_Extract_
===============

For Etta, the team approach to her son’s care has made all the difference. “I feel they really want to help us,” she said. “And everything is all in one place –– the doctors work together and Derell even goes to the dentist here.” Derell actually gets excited when he comes to Midtown Clinic.

“I love this place,” said Derell. “It’s like a second home to me.”

Dr. Young and his counterpart, Brittany Mathews, PhD, provide short-term treatment for kids. “Eight sessions is generally our limit,” said Dr. Young. “If kids need more intensive therapy, we refer them to community providers, just as we would refer for any other type of specialty care like orthopedics or asthma care.”

That’s not to say Dr. Young and Dr. Mathews don’t stay involved with their patients. Over the years, they will continue to play a part in kids’ healthy growth and development. That might mean stepping into an annual checkup to talk with a family about managing temper tantrums, consulting with teens about emotional changes during adolescence, or sharing strategies to make healthier choices about diet and exercise.

Last September, when Derell was in a bus accident and hit his head, Dr. Young and Dr. Maroney worked together to respond to his symptoms, which included behavioral symptoms. “Because Dr. Young had background on Derell’s behavioral issues, we were able to immediately refer him for the appropriate follow-up care, which included an MRI,” said Dr. Maroney. “Without a behavioral expert on Derell’s team, who knew him and his background, it could have potentially taken us longer to identify the right care in a timely way.”

“What’s powerful about this model is that we’re catching many more potential issues much sooner, and serving a greater number of families, so our impact is greater,” said Dr. Young. The potential to improve the community’s health is huge.

Families more engaged

Not only is integrated behavioral health providing more care sooner to families, but data from the Midtown Clinic shows that families who meet and talk with behavioral health specialists during a primary care appointment are more likely to get and stay involved in their child’s care. Participating families have 85 percent fewer no-shows or cancellations for primary care appointments, and they follow up with behavioral health specialists on average 16 days faster than families not served by integrated behavioral health providers.

“By building trust and relationships from early on, families are more invested in their child’s care and more comfortable. This means more follow-through, and ultimately better health outcomes for kids,” said Dr. Young.

===============

_Excerpted records_
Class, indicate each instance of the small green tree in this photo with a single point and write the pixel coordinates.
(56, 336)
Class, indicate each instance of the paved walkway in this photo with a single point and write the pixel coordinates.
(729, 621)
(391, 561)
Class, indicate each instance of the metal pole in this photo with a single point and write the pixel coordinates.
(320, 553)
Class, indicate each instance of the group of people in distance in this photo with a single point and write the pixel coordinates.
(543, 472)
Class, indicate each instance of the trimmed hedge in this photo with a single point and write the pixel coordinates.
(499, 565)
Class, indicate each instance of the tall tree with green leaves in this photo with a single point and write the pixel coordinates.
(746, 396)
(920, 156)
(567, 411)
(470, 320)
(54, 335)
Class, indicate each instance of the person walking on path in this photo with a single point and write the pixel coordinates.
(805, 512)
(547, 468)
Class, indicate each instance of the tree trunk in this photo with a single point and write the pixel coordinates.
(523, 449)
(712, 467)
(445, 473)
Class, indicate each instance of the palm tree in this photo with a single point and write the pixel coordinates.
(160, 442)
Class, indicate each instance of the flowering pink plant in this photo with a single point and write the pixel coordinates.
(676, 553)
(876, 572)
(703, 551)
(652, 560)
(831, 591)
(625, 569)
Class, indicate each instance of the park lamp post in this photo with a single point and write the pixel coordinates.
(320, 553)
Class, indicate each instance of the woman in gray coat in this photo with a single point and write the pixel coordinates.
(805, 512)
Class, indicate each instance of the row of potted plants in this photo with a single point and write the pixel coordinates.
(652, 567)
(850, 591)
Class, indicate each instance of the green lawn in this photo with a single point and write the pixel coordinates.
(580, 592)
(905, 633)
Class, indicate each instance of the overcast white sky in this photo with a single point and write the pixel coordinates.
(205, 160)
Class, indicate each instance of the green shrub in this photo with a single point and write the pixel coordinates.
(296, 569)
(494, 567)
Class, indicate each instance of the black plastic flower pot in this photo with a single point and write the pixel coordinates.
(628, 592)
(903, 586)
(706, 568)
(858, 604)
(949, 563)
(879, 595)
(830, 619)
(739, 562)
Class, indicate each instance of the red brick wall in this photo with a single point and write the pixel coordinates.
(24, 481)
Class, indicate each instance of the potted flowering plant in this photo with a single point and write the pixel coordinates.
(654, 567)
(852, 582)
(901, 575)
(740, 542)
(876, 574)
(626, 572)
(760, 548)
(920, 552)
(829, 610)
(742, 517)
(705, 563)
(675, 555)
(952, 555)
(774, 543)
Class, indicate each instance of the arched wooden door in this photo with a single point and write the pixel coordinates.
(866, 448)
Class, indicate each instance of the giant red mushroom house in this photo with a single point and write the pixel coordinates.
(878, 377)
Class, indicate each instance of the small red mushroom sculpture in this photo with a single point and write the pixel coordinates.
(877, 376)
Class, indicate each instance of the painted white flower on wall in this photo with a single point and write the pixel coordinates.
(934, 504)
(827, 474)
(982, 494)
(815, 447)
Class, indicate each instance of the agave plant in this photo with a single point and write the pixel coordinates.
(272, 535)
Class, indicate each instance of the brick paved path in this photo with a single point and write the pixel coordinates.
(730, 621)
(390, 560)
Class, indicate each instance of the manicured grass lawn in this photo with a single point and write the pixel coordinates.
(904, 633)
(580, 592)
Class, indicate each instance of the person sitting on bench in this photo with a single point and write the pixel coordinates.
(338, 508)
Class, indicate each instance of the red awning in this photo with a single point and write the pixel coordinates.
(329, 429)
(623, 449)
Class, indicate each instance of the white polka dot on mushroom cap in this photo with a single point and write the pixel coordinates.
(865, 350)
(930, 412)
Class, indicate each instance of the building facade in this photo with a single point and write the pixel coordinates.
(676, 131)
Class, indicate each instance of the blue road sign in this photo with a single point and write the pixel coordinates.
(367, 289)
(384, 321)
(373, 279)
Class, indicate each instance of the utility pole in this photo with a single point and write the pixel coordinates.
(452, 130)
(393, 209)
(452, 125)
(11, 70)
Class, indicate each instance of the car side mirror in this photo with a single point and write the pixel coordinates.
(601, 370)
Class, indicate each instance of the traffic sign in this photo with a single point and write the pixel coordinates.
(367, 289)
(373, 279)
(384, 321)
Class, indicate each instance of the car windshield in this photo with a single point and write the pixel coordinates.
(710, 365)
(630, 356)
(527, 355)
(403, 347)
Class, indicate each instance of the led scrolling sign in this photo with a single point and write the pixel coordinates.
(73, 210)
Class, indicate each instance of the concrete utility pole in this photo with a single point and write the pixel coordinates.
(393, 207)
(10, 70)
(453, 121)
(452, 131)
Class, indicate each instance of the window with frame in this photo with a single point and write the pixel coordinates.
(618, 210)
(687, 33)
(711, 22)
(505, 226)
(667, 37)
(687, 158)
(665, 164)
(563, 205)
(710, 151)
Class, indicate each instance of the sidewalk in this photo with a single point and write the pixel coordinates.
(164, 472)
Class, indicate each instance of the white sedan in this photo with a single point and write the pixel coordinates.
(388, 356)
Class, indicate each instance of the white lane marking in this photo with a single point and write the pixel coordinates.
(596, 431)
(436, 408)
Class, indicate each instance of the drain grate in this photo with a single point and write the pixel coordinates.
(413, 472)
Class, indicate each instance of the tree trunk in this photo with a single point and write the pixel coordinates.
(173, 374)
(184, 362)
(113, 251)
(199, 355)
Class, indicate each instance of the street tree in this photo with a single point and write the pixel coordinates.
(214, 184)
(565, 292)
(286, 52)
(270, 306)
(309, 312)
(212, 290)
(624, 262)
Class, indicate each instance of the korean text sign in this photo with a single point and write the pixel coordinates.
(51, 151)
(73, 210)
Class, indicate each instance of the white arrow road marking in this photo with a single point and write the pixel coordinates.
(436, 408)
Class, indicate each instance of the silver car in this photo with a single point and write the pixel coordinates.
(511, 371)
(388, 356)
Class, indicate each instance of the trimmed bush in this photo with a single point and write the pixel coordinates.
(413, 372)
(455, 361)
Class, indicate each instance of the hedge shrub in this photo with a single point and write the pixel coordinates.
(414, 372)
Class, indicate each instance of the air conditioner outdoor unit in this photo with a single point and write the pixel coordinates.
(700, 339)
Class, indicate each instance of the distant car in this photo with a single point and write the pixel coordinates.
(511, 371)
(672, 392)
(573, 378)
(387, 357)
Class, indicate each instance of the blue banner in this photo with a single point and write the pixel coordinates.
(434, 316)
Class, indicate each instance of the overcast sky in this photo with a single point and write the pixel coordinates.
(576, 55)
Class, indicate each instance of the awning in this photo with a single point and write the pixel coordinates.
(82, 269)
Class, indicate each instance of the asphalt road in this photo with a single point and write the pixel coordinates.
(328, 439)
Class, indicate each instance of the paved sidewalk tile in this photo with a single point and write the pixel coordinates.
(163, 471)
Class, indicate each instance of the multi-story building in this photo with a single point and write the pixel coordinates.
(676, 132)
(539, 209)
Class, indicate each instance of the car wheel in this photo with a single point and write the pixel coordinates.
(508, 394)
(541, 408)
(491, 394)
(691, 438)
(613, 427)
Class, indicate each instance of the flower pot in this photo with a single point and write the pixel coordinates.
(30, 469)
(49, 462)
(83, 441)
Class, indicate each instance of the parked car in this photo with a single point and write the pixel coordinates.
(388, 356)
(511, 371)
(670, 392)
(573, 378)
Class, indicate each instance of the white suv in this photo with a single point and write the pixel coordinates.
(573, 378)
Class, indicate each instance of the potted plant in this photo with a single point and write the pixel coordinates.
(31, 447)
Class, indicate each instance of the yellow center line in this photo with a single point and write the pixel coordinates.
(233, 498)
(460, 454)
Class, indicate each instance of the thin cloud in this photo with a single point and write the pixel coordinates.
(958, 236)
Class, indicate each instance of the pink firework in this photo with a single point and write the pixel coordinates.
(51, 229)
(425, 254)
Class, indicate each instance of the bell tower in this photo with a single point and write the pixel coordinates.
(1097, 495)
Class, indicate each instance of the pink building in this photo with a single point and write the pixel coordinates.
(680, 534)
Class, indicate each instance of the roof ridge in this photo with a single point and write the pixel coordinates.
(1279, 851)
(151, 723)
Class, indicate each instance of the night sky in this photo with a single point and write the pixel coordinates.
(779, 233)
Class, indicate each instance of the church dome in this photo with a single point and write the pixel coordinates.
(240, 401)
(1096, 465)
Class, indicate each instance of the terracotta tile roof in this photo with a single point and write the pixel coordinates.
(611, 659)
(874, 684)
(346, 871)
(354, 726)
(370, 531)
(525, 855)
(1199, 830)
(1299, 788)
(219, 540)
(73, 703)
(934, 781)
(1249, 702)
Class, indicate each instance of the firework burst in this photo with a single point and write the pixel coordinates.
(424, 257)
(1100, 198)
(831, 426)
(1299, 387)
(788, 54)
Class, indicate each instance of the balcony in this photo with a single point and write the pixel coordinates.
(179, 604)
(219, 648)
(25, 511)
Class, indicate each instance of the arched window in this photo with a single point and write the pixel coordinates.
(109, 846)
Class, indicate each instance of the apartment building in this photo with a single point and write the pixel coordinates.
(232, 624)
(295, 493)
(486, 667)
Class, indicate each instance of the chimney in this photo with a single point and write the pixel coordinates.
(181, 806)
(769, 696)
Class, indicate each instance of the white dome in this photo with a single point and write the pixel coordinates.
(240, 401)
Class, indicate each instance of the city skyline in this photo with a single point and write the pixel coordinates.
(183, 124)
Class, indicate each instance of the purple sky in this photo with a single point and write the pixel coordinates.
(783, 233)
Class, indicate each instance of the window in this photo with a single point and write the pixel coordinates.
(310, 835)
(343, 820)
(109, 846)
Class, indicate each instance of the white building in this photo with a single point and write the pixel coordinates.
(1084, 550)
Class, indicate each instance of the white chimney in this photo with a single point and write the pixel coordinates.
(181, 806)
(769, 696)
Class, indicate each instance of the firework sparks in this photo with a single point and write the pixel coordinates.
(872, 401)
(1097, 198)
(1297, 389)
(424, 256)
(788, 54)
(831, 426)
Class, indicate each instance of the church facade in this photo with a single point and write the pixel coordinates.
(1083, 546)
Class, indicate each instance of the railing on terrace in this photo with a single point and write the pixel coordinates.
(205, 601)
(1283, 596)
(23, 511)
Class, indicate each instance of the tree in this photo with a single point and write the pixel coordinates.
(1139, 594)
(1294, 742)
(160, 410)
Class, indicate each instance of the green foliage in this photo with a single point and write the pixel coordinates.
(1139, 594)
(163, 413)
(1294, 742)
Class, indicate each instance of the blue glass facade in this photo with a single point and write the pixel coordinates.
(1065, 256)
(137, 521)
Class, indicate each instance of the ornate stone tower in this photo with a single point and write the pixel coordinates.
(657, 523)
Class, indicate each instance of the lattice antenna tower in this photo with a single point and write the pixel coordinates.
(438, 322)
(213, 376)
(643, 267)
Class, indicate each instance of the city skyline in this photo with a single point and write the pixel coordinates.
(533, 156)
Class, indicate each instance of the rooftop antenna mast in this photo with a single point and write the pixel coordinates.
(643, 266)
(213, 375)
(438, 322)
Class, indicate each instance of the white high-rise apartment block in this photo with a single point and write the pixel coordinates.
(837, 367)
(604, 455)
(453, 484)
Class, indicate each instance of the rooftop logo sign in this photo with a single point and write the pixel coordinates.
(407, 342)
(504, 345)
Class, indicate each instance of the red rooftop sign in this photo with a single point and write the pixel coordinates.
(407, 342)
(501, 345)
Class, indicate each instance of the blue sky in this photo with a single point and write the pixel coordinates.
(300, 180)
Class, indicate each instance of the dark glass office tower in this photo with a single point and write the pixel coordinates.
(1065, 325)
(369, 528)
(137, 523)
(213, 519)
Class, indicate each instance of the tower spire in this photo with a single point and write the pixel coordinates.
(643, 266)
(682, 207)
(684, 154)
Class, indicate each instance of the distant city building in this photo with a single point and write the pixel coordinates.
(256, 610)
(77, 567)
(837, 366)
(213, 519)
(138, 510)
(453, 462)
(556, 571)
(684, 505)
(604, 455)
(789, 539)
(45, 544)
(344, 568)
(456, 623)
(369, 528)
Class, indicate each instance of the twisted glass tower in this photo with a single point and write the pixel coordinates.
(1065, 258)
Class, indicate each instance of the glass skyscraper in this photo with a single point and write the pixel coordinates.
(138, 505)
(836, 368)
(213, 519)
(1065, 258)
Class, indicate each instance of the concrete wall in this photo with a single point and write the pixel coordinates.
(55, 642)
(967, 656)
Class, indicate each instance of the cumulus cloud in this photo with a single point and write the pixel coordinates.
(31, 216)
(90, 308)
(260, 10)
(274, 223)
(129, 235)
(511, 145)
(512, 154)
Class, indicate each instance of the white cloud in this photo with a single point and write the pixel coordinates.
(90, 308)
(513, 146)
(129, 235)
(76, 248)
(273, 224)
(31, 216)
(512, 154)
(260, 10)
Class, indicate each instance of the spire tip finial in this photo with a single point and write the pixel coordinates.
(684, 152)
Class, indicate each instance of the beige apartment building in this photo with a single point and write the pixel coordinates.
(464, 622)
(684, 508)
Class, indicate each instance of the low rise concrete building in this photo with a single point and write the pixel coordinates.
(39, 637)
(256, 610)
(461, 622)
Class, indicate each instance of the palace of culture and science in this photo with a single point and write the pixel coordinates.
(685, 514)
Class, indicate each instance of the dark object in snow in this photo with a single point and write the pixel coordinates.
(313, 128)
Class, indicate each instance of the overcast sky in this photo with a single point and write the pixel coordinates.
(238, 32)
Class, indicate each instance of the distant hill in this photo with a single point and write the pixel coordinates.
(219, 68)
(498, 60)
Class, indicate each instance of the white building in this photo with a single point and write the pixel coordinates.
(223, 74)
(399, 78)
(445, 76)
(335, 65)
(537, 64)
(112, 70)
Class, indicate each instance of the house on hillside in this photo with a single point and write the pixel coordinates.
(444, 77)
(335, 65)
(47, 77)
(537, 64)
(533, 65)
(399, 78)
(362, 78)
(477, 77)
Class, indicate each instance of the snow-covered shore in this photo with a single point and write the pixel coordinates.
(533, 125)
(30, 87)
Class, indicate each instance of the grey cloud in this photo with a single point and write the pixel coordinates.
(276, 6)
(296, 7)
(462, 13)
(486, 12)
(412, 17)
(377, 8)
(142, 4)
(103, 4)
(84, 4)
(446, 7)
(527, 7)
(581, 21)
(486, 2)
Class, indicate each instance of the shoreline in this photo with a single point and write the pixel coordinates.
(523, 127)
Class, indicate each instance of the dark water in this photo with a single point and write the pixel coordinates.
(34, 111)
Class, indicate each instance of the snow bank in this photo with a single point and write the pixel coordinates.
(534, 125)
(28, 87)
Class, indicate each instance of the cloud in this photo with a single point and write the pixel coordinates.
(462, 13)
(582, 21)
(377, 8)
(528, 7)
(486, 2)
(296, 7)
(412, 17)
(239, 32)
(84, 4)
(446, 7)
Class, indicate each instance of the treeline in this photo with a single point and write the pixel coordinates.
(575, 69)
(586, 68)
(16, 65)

===============

_Aim of the exercise_
In the clinic text, what is the usual limit on the number of sessions for short-term treatment?

_Solution to this problem_
Eight sessions